■ THE PROBLEM
Return the listing below unchanged, minus its pictures.

■ INPUT
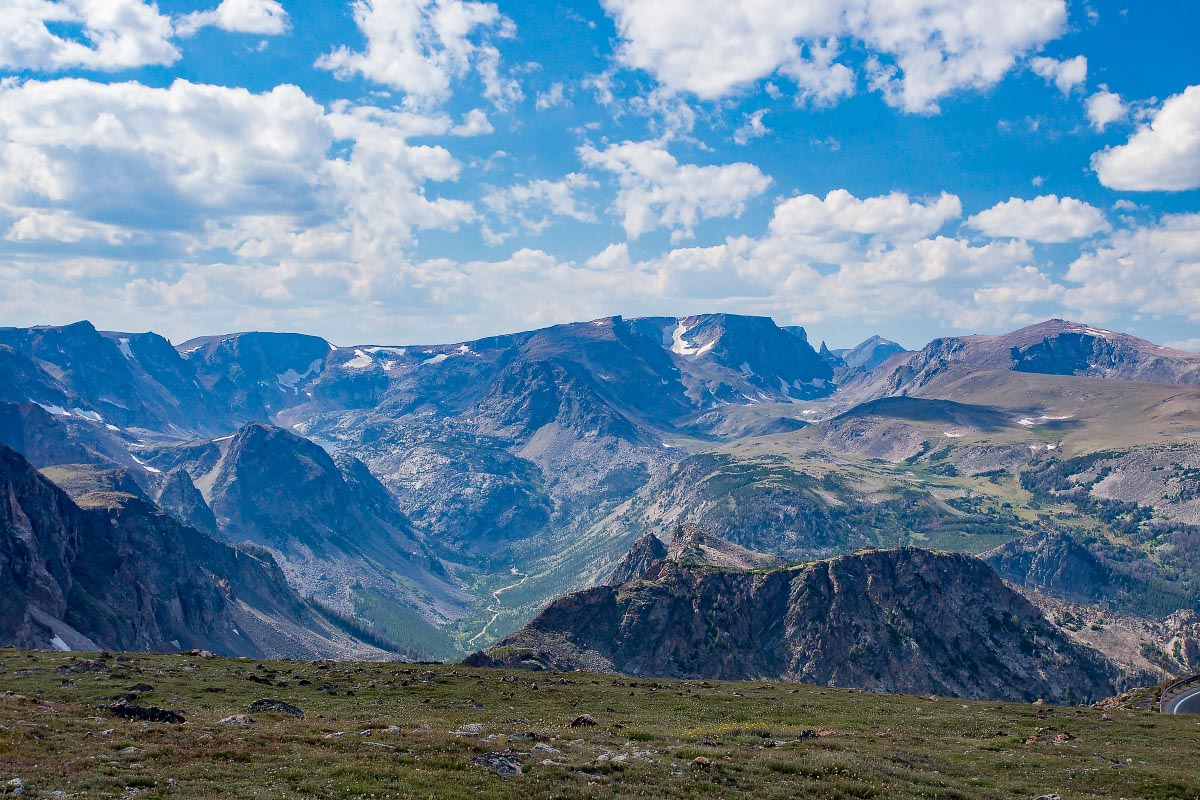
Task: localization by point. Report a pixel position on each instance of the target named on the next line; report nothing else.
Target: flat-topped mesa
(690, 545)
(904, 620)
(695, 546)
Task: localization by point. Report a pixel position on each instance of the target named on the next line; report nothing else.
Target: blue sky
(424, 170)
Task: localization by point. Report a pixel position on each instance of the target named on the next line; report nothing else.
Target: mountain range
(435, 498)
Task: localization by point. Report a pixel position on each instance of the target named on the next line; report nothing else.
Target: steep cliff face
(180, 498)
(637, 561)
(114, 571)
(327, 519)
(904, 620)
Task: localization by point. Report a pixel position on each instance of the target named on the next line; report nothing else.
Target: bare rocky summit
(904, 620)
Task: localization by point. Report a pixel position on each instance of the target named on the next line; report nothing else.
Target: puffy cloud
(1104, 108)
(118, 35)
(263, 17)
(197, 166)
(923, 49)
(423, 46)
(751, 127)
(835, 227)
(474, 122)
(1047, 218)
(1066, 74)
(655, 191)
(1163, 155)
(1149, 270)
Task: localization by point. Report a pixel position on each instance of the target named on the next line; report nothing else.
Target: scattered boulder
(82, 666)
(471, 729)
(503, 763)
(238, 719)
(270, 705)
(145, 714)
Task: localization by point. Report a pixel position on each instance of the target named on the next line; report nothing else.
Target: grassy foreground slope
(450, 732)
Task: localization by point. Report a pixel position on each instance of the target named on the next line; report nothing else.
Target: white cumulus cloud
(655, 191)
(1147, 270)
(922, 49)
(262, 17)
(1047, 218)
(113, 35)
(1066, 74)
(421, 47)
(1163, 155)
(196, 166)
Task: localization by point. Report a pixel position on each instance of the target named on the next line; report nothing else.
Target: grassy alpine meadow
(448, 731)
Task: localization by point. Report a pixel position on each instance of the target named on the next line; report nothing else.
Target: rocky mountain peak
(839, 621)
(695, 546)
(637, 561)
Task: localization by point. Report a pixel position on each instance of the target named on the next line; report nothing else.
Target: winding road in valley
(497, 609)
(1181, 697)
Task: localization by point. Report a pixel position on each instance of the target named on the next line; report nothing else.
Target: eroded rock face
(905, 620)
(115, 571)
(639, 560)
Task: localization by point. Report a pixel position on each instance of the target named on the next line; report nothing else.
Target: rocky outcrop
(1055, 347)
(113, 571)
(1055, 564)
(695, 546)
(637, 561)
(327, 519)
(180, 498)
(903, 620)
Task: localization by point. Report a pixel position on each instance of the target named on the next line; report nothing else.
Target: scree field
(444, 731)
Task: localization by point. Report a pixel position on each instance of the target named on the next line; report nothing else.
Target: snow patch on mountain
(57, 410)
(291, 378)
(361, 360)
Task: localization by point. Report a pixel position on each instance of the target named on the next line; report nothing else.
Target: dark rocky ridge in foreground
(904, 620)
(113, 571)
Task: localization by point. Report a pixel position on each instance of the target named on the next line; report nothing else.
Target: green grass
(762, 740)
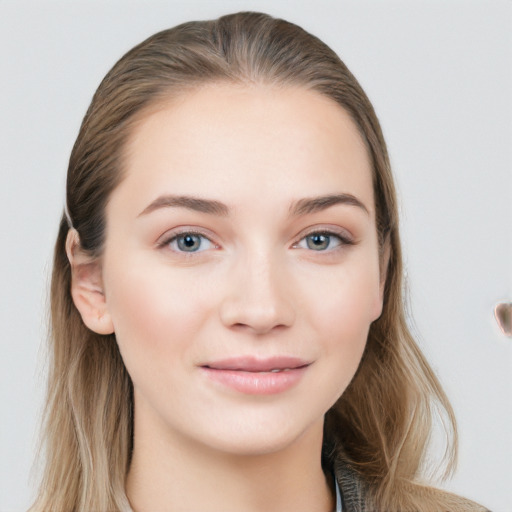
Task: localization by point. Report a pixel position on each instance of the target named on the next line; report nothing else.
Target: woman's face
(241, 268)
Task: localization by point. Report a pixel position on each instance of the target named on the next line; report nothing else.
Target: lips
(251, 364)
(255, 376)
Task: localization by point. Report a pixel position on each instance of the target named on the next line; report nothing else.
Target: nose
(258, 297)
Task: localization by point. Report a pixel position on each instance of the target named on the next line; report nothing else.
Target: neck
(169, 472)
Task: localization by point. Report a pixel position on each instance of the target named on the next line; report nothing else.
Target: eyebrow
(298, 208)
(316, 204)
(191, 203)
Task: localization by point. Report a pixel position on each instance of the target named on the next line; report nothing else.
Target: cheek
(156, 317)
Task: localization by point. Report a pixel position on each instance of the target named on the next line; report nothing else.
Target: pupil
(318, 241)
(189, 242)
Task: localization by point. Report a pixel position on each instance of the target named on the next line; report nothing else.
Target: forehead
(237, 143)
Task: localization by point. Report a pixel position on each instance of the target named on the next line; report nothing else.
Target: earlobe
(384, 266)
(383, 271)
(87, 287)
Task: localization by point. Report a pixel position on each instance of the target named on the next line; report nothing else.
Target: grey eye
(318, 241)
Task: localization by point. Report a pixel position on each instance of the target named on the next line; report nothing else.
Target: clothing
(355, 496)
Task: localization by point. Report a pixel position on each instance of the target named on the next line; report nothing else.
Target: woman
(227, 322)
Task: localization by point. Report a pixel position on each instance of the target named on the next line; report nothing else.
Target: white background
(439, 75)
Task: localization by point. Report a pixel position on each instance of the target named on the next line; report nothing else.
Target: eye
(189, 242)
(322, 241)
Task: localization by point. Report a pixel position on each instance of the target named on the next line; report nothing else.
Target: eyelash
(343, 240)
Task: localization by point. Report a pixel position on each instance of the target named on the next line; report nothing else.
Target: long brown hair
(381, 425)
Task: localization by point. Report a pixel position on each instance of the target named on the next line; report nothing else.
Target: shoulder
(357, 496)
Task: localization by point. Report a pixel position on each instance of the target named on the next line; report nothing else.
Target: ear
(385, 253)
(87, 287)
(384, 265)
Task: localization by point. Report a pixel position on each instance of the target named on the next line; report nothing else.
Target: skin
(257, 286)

■ WORKED SOLUTION
Task: localization by point. Report a pixel position on each instance of the target named on the next line; report nothing else.
Target: flat-topped mesa
(690, 545)
(904, 620)
(695, 546)
Task: localization by point. Report a pixel position on each instance of the target named on the next line; report nothing else.
Target: blue sky
(424, 170)
Task: localization by point. Report a pixel position on each instance of the target named on the next line; report nothing else.
Target: mountain range
(435, 498)
Task: localization by point. Report a pixel position on each instance of the target named on the next line; report nothing else.
Target: steep cliff face
(180, 498)
(637, 561)
(114, 571)
(327, 519)
(904, 620)
Task: localization by point. Report a pixel position on each instance of the target named on the next line; report nothing else.
Target: bare rocky summit
(904, 620)
Task: localization by point. Report a pixel position on each instance of the target named on the next line; report nothing else.
Target: puffy cloud
(1104, 108)
(118, 35)
(263, 17)
(197, 166)
(923, 49)
(423, 46)
(751, 127)
(835, 227)
(474, 122)
(1047, 218)
(1066, 74)
(655, 191)
(1163, 155)
(1149, 270)
Task: localization by point. Report a pixel position on each instance of the target named on the next line; report nothing else.
Target: scattered boulder
(82, 666)
(471, 729)
(503, 763)
(238, 719)
(270, 705)
(145, 714)
Task: localization by point. Report a pixel position on each instance of the target named on the next line; report nothing else.
Target: grassy foreground slope
(450, 732)
Task: localization by point. Report a pixel position on each instance of the target named on the next line; report nothing else.
Target: white cumulus cloud
(655, 191)
(1147, 270)
(922, 49)
(262, 17)
(1047, 218)
(113, 35)
(1066, 74)
(421, 47)
(1163, 155)
(196, 166)
Task: localization by point. Report a pixel position on each instance of the target named on the next line; report nothing else.
Target: grassy alpine meadow
(448, 731)
Task: localization by point. Report a pixel position on each instance of the target named on the next line; report nothing else.
Target: rocky mountain peak
(839, 621)
(695, 546)
(637, 561)
Task: localization by point. Report a pixel position on each instance of the target named on the next line; report nothing else.
Target: winding road in valley
(497, 609)
(1181, 697)
Task: localization by point. Report a pixel position on each instance of the target named on the next line; report nothing else.
Target: eroded rock face
(905, 620)
(115, 571)
(639, 560)
Task: localization by point. Report a pixel position on each instance of the target named on the next line; report nothing else.
Target: rocky outcrop
(1055, 347)
(113, 571)
(1055, 564)
(695, 546)
(637, 561)
(327, 519)
(180, 498)
(903, 620)
Task: localization by point. Report a pixel position on each instance of the target named on the next line; report nothing else.
Target: scree field
(444, 731)
Task: localization by point. Report a pixel position on each instance of the target named on the next line; report nothing else.
Target: snow patch on mountain
(57, 410)
(291, 378)
(361, 360)
Task: localization by point. Report a pixel position on each instance of the target named on the next line; report nothing else.
Target: dark rocky ridge in foreground
(904, 620)
(113, 571)
Task: localization by point. Report a pixel position on each instance of the target named on the next line; report nothing else.
Target: green grass
(762, 740)
Task: localization by point. Report a pixel position on each instance of the target named on the next line; report nothing else.
Target: woman's face
(241, 268)
Task: localization by point. Report a pixel position on each instance of the target named on the next line; report nothing else.
Target: lips
(251, 364)
(255, 376)
Task: localization by point. Report a pixel position on each instance of the target named on the next line; report nothing else.
Target: nose
(258, 297)
Task: localization by point. Report a pixel position on each instance of the target named on the next line; report nothing else.
Target: neck
(169, 472)
Task: localization by point. Report a pixel position on each instance of the target named on the next line; report nothing else.
Target: eyebrow
(298, 208)
(316, 204)
(191, 203)
Task: localization by point. Report a pixel position on each instance of the target named on the next line; report nothing else.
Target: cheek
(156, 317)
Task: localization by point. Report a pixel position on each instance of the target named on the next line; report nothing else.
Target: pupil
(318, 241)
(189, 242)
Task: localization by point. Report a pixel position on each instance of the target named on the next line; report nothing else.
Target: forehead
(237, 143)
Task: localization by point. Report a pixel position on each instance of the target named on the next line; report nothing else.
Target: earlobe
(384, 266)
(383, 271)
(87, 287)
Task: localization by point. Report a pixel position on each instance of the target named on the next line; report nothing else.
Target: grey eye
(318, 241)
Task: localization by point. Report a pixel position on each instance of the target named on the next line; report nothing else.
Target: clothing
(355, 496)
Task: localization by point. Report a pixel position on each instance of the target named on the next line; report nothing else.
Target: woman
(227, 322)
Task: localization by point. Report a pixel position on each instance of the target named on the next line; report nothing else.
Target: white background
(439, 75)
Task: localization by point. Report a pixel position on each instance of the target named on the next line; report nothing else.
Target: eye
(189, 242)
(322, 241)
Task: localization by point. Report a pixel position on each instance of the target named on the next line; report nothing else.
Target: eyelash
(343, 240)
Task: localization by point. Report a pixel position on each instance of the target named on the next line; report nothing else.
Target: long brown hair
(381, 425)
Task: localization by point. Report a pixel position on each instance of the target named on the next line; report nothing else.
Target: shoulder
(357, 496)
Task: localization by point. Report a pixel position on each instance of the target named on the next line; report nothing else.
Target: ear
(385, 253)
(87, 287)
(384, 265)
Task: localization by point. Report a pixel position on each instance of the target named on the next line; report nothing else.
Target: skin
(257, 286)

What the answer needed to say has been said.